Text segment:
The Eighth Circuit has implied that this deliberate indifference test should be applied in Title VI intentional discrimination cases. See Meagley v. City of Little Rock, 639 F.3d 384, 389 (8th Cir. 2011) (explaining that the ADA and the Rehabilitation Act are modeled after Title VI and governed by Title VI precedent, then agreeing with other circuits and adopting the deliberate indifference standard for ADA and Rehabilitation Act violations). Deliberate indifference of a school to the sexual harassment of its students by other students can sometimes be said to cause that harassment and raise the school's indifference to the level of intentional discrimination in a Title IX case. Davis, 526 U.S. at 645. By analogy, the same level of deliberate indifference to harassment based on race, color, or national origin can raise a school's inaction to the level of intentional discrimination in a Title VI case.
Plaintiffs have alleged facts in their complaint that, taken as true, raise a reasonable expectation that discovery will reveal evidence that the District was indifferent to known acts of harassment based on race, color, or national origin when those acts were committed by students under its control. Plaintiffs have alleged that L.B. has been subjected to harassment based on race, color, or national origin; that the harassment has been ongoing over a period of years; that multiple officers of the District with control over the harassing students or the District's response had actual knowledge of that harassment; and that the District took no action in the face of that harassment. These facts are sufficient to support a Title VI cause of action for intentional discrimination by deliberate indifference to student-on-student harassment.

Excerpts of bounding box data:
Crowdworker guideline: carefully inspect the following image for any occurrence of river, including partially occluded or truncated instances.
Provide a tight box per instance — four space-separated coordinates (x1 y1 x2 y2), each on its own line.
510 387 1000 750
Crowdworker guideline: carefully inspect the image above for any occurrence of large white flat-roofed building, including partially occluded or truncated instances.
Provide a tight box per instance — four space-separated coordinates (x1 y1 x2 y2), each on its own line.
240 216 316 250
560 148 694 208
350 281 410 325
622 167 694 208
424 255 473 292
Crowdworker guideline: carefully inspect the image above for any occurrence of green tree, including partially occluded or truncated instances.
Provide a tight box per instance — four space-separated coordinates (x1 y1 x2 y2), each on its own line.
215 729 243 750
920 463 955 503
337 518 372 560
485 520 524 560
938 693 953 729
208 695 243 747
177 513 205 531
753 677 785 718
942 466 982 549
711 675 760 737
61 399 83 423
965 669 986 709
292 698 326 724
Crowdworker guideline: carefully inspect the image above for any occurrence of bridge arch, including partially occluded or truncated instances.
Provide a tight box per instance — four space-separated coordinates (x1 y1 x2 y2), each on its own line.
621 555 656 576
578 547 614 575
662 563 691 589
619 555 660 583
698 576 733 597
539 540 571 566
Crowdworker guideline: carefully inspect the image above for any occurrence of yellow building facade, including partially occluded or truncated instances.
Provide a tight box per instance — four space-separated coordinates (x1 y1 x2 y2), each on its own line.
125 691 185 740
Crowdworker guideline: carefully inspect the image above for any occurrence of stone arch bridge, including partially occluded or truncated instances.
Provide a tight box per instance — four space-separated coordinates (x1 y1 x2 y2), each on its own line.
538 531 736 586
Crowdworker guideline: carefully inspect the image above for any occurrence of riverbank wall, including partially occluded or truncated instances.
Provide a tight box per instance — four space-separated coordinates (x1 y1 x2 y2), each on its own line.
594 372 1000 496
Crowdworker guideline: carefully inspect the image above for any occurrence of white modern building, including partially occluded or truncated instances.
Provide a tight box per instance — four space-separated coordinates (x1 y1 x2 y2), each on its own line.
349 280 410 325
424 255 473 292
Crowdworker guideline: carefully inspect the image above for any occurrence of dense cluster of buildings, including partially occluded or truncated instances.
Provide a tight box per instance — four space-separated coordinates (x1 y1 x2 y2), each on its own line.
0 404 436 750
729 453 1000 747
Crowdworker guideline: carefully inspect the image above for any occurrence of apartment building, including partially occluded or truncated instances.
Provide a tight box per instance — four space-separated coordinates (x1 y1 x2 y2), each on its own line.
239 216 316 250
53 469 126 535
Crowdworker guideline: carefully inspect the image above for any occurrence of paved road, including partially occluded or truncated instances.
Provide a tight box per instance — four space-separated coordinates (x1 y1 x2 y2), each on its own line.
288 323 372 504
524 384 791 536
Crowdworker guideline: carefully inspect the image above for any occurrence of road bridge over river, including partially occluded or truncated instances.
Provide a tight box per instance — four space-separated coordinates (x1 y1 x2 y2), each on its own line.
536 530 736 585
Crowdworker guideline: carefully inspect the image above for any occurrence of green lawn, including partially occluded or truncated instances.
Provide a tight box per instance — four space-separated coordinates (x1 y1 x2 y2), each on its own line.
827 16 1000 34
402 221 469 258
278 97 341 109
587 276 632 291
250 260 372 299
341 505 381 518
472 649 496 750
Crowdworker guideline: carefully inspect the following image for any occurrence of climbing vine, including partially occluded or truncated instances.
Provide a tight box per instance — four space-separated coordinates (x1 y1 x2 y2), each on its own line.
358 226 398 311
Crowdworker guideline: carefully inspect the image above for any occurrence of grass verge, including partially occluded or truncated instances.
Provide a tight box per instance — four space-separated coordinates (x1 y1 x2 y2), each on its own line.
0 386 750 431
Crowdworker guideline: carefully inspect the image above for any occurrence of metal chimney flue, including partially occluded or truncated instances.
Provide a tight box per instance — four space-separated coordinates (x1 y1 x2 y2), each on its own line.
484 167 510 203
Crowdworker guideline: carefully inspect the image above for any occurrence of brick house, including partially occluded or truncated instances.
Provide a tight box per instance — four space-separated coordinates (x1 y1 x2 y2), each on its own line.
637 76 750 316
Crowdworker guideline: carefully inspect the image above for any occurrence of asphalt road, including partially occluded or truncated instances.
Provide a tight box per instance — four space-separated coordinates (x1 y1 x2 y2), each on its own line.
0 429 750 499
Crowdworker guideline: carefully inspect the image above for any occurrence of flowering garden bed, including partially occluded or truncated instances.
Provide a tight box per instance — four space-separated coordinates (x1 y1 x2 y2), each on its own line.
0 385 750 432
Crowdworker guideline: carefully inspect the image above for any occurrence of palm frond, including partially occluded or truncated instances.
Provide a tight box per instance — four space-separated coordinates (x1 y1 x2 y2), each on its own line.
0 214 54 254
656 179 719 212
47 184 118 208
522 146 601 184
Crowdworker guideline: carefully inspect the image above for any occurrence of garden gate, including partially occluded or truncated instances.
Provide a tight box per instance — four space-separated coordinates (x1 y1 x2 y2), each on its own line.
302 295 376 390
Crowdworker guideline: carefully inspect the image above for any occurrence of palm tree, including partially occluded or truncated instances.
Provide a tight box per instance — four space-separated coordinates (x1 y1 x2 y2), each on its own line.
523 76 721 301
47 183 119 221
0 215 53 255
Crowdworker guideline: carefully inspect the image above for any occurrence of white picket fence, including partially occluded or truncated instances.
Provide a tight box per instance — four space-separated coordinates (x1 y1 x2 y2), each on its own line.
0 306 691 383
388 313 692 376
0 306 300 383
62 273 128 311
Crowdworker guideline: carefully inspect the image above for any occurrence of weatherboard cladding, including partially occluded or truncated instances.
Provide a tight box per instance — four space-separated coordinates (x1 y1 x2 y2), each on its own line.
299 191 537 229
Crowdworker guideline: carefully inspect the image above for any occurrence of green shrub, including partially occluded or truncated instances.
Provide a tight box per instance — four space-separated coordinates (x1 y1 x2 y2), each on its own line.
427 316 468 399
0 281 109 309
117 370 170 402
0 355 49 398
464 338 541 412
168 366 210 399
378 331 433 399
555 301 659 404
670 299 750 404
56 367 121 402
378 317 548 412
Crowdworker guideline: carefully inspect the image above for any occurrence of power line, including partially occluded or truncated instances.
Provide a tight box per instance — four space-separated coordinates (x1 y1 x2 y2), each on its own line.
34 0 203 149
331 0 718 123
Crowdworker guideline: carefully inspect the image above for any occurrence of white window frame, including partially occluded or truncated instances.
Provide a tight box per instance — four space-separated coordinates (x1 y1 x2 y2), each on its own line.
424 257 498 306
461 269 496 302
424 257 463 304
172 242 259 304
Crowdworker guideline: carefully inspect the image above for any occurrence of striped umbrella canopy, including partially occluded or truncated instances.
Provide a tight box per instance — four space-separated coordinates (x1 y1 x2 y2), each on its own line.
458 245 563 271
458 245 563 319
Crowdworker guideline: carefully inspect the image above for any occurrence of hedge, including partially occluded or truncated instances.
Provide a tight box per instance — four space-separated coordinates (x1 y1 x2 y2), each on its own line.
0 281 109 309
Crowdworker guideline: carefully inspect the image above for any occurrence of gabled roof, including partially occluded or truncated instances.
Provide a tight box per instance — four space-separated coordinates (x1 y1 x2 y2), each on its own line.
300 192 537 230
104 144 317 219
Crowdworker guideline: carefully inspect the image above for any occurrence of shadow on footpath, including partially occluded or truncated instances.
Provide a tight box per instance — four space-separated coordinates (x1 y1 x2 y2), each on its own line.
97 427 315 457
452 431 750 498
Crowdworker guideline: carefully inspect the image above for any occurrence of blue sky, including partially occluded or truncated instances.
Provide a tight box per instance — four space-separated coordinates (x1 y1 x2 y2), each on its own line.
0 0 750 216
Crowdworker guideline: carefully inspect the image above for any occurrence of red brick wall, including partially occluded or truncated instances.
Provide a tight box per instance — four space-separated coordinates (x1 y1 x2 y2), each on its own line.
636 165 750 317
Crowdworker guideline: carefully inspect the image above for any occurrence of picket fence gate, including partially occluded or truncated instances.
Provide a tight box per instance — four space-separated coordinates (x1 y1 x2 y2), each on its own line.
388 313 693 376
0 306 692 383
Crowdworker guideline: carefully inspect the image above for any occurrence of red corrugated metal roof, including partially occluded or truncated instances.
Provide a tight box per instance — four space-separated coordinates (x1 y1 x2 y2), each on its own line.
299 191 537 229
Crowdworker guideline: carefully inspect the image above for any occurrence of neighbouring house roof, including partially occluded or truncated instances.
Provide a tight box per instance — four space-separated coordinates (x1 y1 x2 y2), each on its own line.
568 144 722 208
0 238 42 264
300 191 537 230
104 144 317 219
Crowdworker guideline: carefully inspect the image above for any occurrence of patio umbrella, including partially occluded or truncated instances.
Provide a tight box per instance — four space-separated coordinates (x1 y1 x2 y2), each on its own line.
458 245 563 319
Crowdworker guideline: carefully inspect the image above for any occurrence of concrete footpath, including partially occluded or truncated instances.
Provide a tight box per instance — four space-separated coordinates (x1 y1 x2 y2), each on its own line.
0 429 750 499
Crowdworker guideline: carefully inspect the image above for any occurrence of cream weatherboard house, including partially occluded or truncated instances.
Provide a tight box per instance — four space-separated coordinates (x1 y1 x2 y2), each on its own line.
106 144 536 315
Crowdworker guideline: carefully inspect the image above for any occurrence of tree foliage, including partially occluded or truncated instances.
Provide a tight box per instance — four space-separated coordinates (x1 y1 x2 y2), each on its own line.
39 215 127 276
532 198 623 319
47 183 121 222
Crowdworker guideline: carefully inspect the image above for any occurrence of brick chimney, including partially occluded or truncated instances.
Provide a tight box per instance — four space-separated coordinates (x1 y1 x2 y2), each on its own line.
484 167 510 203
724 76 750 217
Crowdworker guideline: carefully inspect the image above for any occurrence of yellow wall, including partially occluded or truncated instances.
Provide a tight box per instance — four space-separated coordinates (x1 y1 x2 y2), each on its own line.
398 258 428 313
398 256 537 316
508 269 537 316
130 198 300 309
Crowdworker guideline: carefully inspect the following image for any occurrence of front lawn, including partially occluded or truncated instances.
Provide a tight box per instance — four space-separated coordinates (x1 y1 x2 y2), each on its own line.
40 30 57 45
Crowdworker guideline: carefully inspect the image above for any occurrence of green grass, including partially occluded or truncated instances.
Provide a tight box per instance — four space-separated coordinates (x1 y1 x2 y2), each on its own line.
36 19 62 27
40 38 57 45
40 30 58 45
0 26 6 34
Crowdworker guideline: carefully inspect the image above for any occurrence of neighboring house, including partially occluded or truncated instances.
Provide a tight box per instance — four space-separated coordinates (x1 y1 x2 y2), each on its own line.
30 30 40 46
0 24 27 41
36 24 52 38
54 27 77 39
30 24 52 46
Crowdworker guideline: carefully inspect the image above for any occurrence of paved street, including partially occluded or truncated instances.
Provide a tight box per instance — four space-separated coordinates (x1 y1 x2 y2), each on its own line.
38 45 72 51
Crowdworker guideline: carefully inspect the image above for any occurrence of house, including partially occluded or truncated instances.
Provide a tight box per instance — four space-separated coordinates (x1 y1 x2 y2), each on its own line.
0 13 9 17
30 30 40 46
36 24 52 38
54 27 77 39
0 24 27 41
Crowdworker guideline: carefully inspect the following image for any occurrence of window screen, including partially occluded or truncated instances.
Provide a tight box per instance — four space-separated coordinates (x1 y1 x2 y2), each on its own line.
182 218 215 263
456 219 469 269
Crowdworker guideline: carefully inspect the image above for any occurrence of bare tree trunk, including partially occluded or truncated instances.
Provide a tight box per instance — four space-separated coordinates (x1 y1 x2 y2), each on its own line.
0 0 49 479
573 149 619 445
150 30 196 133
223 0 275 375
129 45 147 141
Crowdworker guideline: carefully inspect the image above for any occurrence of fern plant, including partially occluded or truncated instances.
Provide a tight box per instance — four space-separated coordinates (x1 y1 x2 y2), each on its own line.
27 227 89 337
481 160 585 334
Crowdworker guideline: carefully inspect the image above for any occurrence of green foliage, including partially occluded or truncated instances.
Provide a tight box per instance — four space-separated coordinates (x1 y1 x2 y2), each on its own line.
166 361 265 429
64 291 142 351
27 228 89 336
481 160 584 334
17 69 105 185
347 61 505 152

Objective 1:
Answer these questions using the Title VI passage:
(a) Which case does it cite for the Eighth Circuit's view?
(b) Who do the plaintiffs allege has been harassed?
(c) What standard did the Eighth Circuit adopt for ADA and Rehabilitation Act violations?
Objective 2:
Please resume the Title VI passage after its final sentence.
You can complete the work without looking at any of these lines.

Answer 1:
(a) Meagley v. City of Little Rock, 639 F.3d 384, 389 (8th Cir. 2011)
(b) L.B.
(c) The deliberate indifference standard

Answer 2:
In moving to dismiss the Title VI discrimination claims, Defendants also argue that, by law, the alleged harassment did not rise to a level so severe, pervasive, and objectively offensive that it undermined and detracted from L.B.'s educational experience and effectively denied L.B. equal access to the institution's resources and opportunities. Defendants contend that "simple acts of teasing and name-calling among school children" are not actionable. (Doc. 8, ¶ 4 (quoting Davis, 526 U.S. at 652)). But Defendants ignore that the Davis opinion immediately explains that "in the context of student-on-student harassment, damages are available only where the behavior is so severe, pervasive, and objectively offensive that it denies its victims the equal access to education that Title IX is designed to protect," thus distinguishing "simple" acts of teasing and name-calling from those acts of teasing and name-calling that rise to a level of actionable harassment. Davis, 526 U.S. at 652. Although Plaintiffs have not detailed every alleged act of harassment over the last seven years in their complaint, they have alleged that they repeatedly complained of continuing harassment during that period. Based on those allegations, it can reasonably be inferred that acts of harassment were pervasive during that period.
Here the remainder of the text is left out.